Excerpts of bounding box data
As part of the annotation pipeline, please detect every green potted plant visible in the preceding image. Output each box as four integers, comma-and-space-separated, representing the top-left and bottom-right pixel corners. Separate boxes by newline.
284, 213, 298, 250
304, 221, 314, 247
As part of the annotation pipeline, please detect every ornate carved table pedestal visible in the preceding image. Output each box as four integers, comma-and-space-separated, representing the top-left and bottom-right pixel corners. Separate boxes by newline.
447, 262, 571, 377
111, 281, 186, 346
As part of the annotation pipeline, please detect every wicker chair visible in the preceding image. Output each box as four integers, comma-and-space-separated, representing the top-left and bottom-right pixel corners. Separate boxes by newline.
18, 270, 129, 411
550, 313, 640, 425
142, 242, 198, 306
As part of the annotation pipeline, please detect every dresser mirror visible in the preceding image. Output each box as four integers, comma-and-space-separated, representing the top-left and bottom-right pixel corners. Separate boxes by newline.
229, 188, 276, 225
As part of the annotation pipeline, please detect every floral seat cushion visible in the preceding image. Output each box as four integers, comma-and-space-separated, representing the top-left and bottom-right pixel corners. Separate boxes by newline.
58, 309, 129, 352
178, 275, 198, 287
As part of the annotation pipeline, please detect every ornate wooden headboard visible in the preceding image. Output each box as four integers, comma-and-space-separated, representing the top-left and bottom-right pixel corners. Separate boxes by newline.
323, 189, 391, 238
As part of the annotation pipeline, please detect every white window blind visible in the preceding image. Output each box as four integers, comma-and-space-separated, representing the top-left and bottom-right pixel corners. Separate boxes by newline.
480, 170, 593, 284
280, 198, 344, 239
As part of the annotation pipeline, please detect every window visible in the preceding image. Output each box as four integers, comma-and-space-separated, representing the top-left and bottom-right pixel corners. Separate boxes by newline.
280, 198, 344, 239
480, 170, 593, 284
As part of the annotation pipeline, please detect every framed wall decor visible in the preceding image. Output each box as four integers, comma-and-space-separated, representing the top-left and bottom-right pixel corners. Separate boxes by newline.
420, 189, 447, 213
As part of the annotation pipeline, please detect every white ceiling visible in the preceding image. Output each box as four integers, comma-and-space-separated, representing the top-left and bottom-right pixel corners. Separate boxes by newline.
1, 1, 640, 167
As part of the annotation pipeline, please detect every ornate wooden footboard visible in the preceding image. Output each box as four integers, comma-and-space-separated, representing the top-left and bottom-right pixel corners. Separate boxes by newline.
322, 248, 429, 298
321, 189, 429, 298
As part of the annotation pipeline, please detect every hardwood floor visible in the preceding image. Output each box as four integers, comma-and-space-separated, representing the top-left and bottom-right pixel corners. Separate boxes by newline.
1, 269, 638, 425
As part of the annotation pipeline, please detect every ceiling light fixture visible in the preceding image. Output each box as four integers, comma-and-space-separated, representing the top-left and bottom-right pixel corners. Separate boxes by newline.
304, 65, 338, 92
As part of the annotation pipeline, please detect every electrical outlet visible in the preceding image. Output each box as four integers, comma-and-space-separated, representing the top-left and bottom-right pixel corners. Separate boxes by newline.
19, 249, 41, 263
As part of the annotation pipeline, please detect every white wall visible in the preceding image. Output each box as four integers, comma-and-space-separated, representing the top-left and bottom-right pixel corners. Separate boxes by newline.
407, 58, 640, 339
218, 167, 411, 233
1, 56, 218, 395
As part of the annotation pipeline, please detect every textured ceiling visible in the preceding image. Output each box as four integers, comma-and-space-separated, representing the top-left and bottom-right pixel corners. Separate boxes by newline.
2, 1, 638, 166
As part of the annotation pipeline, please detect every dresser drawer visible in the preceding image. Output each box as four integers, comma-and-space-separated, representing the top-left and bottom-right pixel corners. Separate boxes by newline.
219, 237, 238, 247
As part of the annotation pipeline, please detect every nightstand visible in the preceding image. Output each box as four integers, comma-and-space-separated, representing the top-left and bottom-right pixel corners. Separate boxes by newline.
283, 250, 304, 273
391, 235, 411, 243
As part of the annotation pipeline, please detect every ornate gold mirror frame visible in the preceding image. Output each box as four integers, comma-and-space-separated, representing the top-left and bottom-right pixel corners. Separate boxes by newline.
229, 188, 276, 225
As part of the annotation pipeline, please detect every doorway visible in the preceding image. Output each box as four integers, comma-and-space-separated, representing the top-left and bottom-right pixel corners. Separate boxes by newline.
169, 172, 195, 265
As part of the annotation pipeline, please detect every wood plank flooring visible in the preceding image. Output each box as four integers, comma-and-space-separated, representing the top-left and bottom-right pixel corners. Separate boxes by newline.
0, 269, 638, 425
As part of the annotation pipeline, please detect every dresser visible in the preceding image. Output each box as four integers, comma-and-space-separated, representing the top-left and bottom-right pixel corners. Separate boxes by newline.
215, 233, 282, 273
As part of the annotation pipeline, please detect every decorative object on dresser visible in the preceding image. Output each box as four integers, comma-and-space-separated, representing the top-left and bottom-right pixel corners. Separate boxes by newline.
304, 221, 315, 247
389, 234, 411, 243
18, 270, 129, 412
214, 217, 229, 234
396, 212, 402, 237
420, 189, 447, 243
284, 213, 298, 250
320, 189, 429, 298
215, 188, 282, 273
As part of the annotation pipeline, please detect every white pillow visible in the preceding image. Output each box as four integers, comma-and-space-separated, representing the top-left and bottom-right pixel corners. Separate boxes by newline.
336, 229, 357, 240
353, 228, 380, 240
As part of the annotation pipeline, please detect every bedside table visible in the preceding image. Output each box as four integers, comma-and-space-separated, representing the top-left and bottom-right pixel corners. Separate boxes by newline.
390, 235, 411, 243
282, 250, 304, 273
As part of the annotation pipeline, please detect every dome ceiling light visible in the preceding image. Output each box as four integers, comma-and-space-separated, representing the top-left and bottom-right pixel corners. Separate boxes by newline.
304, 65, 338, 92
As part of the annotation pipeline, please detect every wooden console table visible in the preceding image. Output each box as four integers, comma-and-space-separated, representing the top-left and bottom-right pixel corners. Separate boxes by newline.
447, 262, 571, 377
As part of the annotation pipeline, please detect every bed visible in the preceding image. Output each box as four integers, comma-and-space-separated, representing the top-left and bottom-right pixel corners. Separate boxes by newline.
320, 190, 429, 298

PROMPT:
Copy out the lines beginning with the one containing "As part of the annotation pipeline, please detect every doorway" and continuing through the one containing "169, 172, 195, 265", substituting "entryway" for "doorway" and leaving all else unchanged.

SOLUTION TO THIS PROBLEM:
As part of the annotation pipeline, please detect every entryway visible in the preceding image. Output each box as four integers, comma-and-space-separated, representing the top-left and bottom-right pixel corners. Separate boxes by newline.
169, 172, 195, 265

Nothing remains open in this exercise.